**Task to complete**
Write the records out once more, so that nothing differs from the original.

**Material to process**

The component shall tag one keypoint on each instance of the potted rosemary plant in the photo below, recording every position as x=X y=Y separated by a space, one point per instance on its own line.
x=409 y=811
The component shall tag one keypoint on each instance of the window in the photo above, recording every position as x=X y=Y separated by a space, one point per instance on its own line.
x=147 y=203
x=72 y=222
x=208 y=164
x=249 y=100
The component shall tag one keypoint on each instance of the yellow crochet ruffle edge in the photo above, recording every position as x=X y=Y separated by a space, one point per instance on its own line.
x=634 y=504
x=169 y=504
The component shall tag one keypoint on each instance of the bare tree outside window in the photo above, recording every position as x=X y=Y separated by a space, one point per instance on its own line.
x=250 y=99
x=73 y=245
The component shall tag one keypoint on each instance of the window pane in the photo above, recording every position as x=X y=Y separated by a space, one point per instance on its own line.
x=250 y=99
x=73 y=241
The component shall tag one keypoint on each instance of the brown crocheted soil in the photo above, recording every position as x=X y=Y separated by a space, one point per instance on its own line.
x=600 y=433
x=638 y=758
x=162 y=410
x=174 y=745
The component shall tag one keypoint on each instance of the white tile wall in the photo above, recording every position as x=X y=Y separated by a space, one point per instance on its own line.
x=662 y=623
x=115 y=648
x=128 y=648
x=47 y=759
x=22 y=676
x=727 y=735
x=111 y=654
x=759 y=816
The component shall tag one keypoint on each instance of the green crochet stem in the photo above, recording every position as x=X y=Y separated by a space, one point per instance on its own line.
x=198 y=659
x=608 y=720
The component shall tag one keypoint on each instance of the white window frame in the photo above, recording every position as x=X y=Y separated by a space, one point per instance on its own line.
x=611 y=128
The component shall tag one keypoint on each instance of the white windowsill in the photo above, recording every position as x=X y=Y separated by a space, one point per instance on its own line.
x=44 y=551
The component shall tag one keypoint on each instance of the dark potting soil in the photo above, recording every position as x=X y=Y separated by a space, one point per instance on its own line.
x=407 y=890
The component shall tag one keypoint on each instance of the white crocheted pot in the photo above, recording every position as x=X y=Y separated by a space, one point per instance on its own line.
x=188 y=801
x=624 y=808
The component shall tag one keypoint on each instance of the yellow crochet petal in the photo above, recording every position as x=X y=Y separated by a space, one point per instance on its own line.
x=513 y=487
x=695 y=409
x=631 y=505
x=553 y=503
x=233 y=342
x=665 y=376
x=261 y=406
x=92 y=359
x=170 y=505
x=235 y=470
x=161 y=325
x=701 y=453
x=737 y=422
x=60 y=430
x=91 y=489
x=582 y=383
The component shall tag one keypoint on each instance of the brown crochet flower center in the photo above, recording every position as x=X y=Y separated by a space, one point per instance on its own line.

**Output of the task**
The component shall tag one keypoint on each instance of the potted rosemary plant in the photo below, recording every position as x=X y=Y separated by a space, one point per instance on its own line.
x=409 y=811
The component shall tag one keypoint on each instance of the window in the photo above, recording every position as x=X y=Y separated by a space, one point per instance on its own line.
x=147 y=203
x=72 y=222
x=208 y=164
x=249 y=100
The component shall tag one keypoint on each instance of the yellow crochet ruffle edge in the photo above, recording every position as x=X y=Y separated by a space, one point per instance on its own line.
x=634 y=504
x=169 y=504
The component shall tag one keypoint on each instance of the bare tree outside window in the photo above, recording every position as x=X y=Y separated by a space, one point per instance on its own line.
x=250 y=99
x=73 y=245
The component shall tag one keypoint on each instance of the window pane in the photo above, recording every position as x=X y=Y separated by a space, one point per instance on its own line.
x=250 y=99
x=73 y=241
The component shall tag one keypoint on each instance of the brown crocheted soil in the photo above, recording every position as x=X y=Y separated by a space, one point per instance on its own line.
x=600 y=433
x=638 y=758
x=162 y=410
x=174 y=745
The component shall tag one keypoint on each instance of the white tile wall in the photo above, recording every position as x=X y=Y separated by a space, one point per instance on its own line.
x=662 y=623
x=115 y=648
x=128 y=648
x=47 y=759
x=22 y=676
x=727 y=735
x=111 y=654
x=759 y=816
The component shall tag one keypoint on each instance of the green crochet stem in the photo above, recording every position as x=X y=Y separated by a space, one point per instance on its own line.
x=198 y=659
x=608 y=720
The component shall tag one keypoint on each instance of the white window frame in the photo above, recording every position as x=X y=Y separated by a space, one point per instance on its own line.
x=611 y=128
The component shall tag one keypoint on each instance of the white windowsill in the photo above, recording every position as x=X y=Y separated by a space, one point per instance on its own line.
x=44 y=551
The component shall tag one keypoint on each instance of the dark potting soil in the photo above, recording every position as x=X y=Y separated by a space, one point per instance on its own line.
x=407 y=890
The component shall tag one keypoint on each instance of the white crocheted pot in the photo above, recording every position as x=X y=Y separated by a space, one point per instance on its own line.
x=188 y=801
x=624 y=808
The component shall tag one keypoint on each instance of the yellow crochet petal in the photo above, recording every position as x=X y=Y separated by a space, one point per instance on its own line.
x=513 y=487
x=695 y=409
x=631 y=505
x=553 y=503
x=233 y=342
x=665 y=376
x=261 y=406
x=92 y=359
x=170 y=505
x=235 y=470
x=161 y=325
x=701 y=453
x=737 y=422
x=60 y=430
x=91 y=489
x=582 y=383
The component shall tag one keypoint on each instance of the brown crochet flower center in the photo above, recording every position as x=X y=Y separated by a space, one point per instance on its own line.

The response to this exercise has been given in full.